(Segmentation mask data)
----
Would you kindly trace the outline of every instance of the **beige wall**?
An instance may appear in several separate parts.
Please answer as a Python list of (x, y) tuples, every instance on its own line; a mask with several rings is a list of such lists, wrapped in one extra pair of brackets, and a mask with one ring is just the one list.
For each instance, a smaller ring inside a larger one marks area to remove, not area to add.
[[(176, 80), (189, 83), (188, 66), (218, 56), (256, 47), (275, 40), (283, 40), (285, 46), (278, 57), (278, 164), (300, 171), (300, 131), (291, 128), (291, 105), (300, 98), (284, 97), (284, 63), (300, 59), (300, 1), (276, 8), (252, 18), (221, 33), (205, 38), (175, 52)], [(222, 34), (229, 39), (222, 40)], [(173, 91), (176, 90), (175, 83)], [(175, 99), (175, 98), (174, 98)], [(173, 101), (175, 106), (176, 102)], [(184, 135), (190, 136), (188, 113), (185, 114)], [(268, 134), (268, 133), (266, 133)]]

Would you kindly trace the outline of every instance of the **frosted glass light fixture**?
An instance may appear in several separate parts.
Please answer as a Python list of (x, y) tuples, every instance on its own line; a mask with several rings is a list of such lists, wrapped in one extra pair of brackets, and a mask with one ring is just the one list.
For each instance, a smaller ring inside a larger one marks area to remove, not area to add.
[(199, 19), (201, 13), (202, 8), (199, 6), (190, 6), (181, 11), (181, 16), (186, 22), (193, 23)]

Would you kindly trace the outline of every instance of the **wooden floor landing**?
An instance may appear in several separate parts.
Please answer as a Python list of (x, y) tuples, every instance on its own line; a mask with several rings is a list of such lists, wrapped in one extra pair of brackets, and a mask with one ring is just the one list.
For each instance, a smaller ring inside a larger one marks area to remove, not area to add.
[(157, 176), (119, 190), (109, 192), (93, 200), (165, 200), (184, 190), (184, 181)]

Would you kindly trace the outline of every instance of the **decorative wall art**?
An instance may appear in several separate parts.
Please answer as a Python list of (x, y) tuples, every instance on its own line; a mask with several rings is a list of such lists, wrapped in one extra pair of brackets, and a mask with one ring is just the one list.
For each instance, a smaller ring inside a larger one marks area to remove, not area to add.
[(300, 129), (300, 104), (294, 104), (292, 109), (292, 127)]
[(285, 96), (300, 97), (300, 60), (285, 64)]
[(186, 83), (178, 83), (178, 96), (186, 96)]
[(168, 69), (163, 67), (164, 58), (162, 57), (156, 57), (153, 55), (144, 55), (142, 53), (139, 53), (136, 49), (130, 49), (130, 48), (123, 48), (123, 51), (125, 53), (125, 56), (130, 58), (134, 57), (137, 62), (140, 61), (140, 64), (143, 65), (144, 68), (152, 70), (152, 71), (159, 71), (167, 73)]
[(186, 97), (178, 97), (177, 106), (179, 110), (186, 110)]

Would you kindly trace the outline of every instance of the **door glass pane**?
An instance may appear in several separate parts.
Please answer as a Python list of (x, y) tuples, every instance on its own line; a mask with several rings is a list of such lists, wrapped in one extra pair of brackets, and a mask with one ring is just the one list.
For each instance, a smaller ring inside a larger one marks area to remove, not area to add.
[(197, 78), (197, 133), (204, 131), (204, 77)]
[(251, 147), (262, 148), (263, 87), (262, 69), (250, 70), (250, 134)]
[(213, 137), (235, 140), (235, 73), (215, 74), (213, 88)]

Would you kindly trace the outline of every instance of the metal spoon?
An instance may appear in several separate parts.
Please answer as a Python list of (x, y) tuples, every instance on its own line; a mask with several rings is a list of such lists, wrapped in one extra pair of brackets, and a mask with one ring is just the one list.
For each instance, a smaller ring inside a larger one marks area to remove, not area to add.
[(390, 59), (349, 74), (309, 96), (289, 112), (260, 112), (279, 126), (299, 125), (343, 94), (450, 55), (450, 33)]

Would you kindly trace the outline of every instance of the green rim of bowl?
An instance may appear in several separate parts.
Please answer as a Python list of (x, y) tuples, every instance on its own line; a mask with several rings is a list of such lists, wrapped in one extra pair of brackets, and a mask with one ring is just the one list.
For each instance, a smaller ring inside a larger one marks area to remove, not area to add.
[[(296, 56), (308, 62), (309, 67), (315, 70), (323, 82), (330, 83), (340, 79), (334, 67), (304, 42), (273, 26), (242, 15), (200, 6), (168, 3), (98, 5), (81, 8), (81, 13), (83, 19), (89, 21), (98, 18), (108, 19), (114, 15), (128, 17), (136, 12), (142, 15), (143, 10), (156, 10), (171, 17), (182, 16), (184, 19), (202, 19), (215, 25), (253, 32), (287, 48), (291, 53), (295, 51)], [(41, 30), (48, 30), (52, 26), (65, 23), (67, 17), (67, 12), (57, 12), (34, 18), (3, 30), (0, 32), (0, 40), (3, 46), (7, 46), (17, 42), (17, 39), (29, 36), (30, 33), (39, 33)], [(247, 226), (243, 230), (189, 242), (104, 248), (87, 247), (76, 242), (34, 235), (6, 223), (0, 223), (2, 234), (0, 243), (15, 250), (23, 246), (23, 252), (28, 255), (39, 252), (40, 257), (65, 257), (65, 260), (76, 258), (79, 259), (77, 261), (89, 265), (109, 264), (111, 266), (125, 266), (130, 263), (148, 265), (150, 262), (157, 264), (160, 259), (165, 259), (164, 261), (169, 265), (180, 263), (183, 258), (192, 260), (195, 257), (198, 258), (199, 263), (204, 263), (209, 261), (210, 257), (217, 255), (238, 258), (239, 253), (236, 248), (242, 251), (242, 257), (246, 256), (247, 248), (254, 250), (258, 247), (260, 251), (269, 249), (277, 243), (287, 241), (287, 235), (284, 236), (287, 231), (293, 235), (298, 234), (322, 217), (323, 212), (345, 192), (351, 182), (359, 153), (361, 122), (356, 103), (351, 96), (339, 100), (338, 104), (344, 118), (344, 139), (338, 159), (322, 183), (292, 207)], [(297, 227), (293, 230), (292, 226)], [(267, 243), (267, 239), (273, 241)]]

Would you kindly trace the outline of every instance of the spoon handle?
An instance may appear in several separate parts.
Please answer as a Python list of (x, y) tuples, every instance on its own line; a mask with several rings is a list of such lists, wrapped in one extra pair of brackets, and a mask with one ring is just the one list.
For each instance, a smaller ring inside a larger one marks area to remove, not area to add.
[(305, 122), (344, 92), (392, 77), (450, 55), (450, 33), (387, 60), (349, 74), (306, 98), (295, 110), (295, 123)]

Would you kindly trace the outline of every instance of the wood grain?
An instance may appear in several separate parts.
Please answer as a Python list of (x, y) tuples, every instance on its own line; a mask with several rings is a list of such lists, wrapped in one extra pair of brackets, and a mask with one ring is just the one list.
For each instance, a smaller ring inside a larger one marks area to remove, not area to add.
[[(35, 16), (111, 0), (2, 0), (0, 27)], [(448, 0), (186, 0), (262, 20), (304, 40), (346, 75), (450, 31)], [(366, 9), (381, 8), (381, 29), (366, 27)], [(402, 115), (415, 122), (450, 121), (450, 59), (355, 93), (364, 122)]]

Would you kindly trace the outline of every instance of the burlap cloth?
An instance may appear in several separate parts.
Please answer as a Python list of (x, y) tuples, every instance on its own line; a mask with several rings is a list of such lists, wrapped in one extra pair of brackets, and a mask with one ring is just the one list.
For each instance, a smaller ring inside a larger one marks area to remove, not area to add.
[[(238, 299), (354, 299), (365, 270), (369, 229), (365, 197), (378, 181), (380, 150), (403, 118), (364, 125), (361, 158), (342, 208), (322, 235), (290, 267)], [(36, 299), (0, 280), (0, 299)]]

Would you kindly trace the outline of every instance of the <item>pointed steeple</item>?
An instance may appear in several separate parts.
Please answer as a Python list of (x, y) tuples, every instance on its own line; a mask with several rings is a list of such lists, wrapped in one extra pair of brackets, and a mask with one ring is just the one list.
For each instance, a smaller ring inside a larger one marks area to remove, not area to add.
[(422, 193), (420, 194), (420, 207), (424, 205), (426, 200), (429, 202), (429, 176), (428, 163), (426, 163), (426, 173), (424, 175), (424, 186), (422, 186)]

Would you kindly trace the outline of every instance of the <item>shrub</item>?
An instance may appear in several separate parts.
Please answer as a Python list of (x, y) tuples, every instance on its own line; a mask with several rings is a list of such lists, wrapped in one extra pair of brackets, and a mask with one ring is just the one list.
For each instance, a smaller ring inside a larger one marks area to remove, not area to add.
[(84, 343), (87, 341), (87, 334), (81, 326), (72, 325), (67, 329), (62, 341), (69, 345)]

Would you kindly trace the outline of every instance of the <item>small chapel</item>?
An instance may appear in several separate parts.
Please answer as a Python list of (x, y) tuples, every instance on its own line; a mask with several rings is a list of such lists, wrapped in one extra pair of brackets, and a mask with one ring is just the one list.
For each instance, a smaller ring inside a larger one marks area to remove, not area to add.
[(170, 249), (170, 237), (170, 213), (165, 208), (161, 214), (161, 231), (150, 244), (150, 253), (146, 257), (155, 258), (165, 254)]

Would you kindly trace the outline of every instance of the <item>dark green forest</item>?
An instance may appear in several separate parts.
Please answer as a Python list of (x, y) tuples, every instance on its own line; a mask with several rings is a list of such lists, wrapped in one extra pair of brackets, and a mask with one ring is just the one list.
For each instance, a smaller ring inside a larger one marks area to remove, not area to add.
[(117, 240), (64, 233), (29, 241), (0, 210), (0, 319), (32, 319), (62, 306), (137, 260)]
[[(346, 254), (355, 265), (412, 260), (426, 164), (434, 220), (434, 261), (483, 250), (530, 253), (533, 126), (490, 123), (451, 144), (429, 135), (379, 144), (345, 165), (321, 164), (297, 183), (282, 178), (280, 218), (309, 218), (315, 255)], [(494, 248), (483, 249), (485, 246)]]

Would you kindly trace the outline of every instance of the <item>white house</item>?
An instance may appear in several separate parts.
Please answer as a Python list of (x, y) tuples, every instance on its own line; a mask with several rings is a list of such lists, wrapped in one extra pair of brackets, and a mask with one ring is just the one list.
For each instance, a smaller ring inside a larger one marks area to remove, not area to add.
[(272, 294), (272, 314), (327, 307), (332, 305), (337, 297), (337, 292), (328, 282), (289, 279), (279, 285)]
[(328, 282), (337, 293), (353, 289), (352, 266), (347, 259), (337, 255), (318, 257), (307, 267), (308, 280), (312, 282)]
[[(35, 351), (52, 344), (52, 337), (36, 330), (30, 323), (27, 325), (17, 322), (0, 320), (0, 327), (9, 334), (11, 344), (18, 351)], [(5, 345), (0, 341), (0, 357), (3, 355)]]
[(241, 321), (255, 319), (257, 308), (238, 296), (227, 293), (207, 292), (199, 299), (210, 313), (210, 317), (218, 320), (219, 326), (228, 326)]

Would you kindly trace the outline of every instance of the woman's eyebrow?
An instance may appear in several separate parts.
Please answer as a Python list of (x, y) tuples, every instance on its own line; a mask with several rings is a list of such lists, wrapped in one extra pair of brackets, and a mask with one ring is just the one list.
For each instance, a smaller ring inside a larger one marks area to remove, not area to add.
----
§ **Exercise directions**
Your answer should be only the number of lines in the entries above that hold the string "wall".

§ **Exercise answer**
2